**PROVIDED DATA**:
□ □ □ □ □
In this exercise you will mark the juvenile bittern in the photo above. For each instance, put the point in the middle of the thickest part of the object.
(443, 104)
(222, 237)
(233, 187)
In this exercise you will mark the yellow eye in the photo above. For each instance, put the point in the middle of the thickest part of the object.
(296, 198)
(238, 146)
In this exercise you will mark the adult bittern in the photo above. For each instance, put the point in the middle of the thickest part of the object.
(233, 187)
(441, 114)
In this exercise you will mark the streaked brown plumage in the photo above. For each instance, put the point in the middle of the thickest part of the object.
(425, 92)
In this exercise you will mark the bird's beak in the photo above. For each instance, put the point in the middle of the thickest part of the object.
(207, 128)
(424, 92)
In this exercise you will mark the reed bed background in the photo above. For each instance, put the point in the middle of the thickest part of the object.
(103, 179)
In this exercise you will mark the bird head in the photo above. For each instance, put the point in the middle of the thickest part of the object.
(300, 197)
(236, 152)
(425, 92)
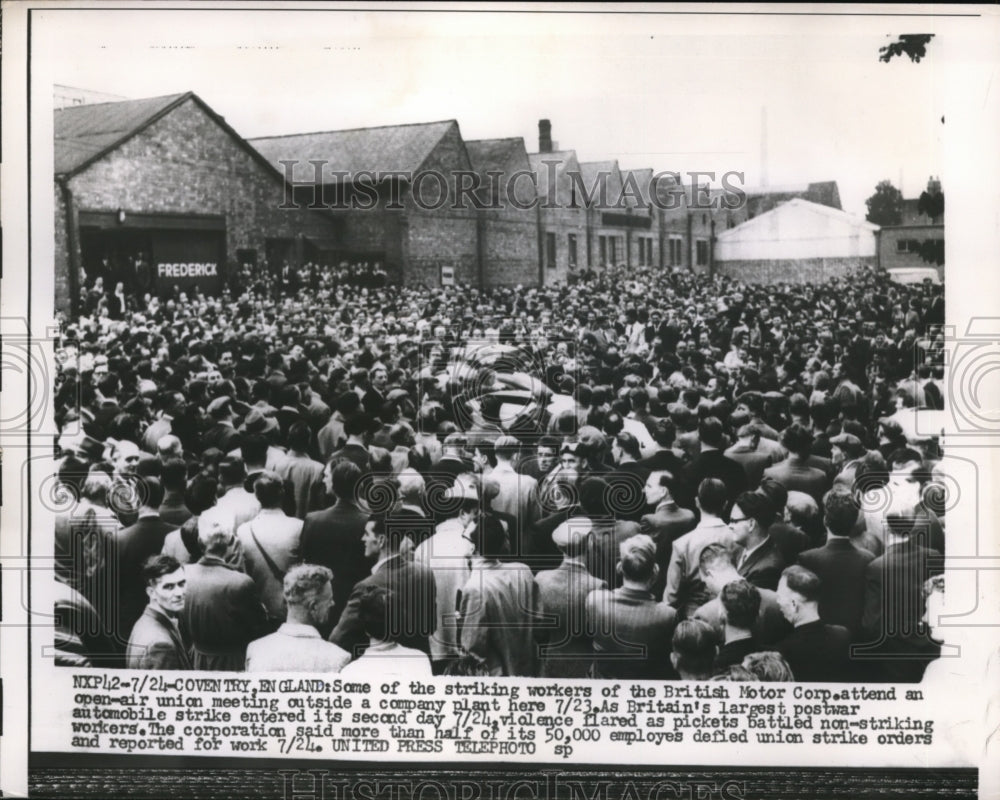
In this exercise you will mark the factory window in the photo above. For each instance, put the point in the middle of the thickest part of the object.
(676, 250)
(550, 250)
(701, 252)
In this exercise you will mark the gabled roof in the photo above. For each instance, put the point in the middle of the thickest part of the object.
(764, 198)
(486, 154)
(590, 170)
(85, 133)
(564, 157)
(383, 149)
(566, 163)
(590, 174)
(642, 179)
(764, 220)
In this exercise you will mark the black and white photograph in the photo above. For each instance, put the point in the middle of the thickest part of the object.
(478, 384)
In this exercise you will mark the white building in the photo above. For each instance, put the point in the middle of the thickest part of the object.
(797, 241)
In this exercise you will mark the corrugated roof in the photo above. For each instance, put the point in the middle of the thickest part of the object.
(83, 133)
(642, 180)
(486, 154)
(735, 234)
(564, 157)
(384, 149)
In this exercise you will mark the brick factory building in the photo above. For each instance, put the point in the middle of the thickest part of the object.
(431, 242)
(508, 225)
(918, 240)
(562, 215)
(161, 193)
(796, 242)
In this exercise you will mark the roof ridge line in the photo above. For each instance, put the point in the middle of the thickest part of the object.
(351, 130)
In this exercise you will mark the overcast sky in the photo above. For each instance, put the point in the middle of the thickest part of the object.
(667, 91)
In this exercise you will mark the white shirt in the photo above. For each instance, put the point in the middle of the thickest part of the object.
(389, 660)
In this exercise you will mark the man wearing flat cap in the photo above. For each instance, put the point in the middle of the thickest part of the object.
(847, 452)
(562, 596)
(222, 433)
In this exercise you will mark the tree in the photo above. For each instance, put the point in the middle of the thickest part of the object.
(913, 44)
(885, 207)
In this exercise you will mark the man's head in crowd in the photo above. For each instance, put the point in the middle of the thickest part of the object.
(638, 560)
(215, 531)
(769, 666)
(693, 650)
(712, 497)
(798, 595)
(907, 478)
(840, 512)
(934, 607)
(344, 476)
(174, 475)
(752, 515)
(716, 567)
(797, 440)
(269, 489)
(232, 472)
(741, 603)
(166, 585)
(169, 446)
(150, 495)
(308, 593)
(657, 488)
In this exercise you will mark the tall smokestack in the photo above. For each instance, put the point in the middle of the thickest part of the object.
(763, 146)
(544, 136)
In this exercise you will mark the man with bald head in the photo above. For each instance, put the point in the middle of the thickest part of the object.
(562, 595)
(169, 446)
(631, 630)
(222, 612)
□ □ □ □ □
**AIM OF THE EXERCISE**:
Wherever a picture appears in the records, omit it, and transcribe everything else exactly.

**REPLY TO THE TASK**:
In this exercise you will mark the juvenile bittern in the photo above. For each instance, put the point in the middle of the thickest part of the object.
(443, 104)
(222, 237)
(233, 187)
In this exercise you will mark the yellow eye in the photo above. For each instance, put the point in the middle of the thickest part of the object.
(296, 198)
(238, 146)
In this exercise you will mark the adult bittern in the photo above. For each instance, put the point in the middle of the thickest part of the object.
(233, 187)
(441, 114)
In this exercise you will mark the streaked brown plumage in the photo above. For each instance, put the point in the middle of the thickest part of the object.
(425, 92)
In this exercise you will mark the bird's beak in the photo above. For each instance, put the point in the middle of the thickest part of the object.
(207, 128)
(424, 92)
In this exercise you will mark the reed bed background in the photo above. For each instance, put the point in the middle of the thickest part of the object.
(103, 179)
In this exercise you will mark the bird head in the photo above. For each instance, put the point in the middle of the thickest part of the object.
(300, 197)
(236, 152)
(425, 92)
In this exercise you will mark the factory window in the photo above. For each instance, put the point in the middle of the thickest part of the object.
(676, 250)
(550, 250)
(701, 252)
In this exercise you will mark the gabled roof in the photo above. For each instance, put the point in the middle of the thickest part of the object.
(764, 198)
(486, 154)
(590, 170)
(85, 133)
(564, 157)
(383, 149)
(566, 163)
(590, 174)
(642, 179)
(764, 220)
In this exercise you will mark the black and white photograph in the photo above. For each instance, put the point in the middle of the thickest part of the object.
(478, 384)
In this exercise you will mark the white building in the photo above. For each instance, put the point in the middle of the thickest part of the object.
(797, 241)
In this exercise you will mark the corrugated roof in the photo above. For each instance, put the point in the middle of the thickest part of the object.
(83, 133)
(642, 180)
(486, 154)
(735, 234)
(564, 157)
(384, 149)
In this exercise you will mark the brick factory building in the photo above. For each instance, put the point in the middle of the thickest part of the object.
(431, 242)
(508, 225)
(918, 240)
(562, 215)
(161, 193)
(796, 242)
In this exercise you will mark the roof ridge line in the photo above. For each instance, put the point in the middle of the thickest part of the object.
(351, 130)
In this exercise you will mark the overcast sky in the photo above. For each instance, put the point in the middle of the thickest part of the object.
(667, 91)
In this exercise you will mark the white shirt in the photo above. For each instance, put the point in the middle of the thickest part of the object.
(389, 660)
In this exercise you will mark the man wearing flat cap in the photo above. For each instance, put the point in the middle of the thickest part of the object.
(847, 452)
(562, 596)
(222, 433)
In this exercise you will mark the tree in the photo above. For each instance, put the point in the middle of the thickest part of the object.
(913, 44)
(885, 207)
In this exercise you will mark the man's head in crowd in the photo above. For each instance, put the point in the middle of the thickest part of the object.
(638, 560)
(215, 531)
(769, 666)
(693, 650)
(712, 497)
(798, 595)
(907, 478)
(840, 512)
(934, 607)
(344, 476)
(174, 475)
(752, 515)
(716, 567)
(797, 440)
(269, 489)
(232, 472)
(741, 603)
(166, 585)
(169, 446)
(150, 495)
(308, 593)
(657, 488)
In this exercise you will mark the tall smokestack in the photo above. For each instance, put the point in the middle of the thickest part of the object.
(763, 146)
(544, 136)
In this exercise you will mark the man with bald head in the photo above. For each instance, put the point in the middle of the thickest part of the object.
(562, 595)
(169, 446)
(631, 630)
(222, 612)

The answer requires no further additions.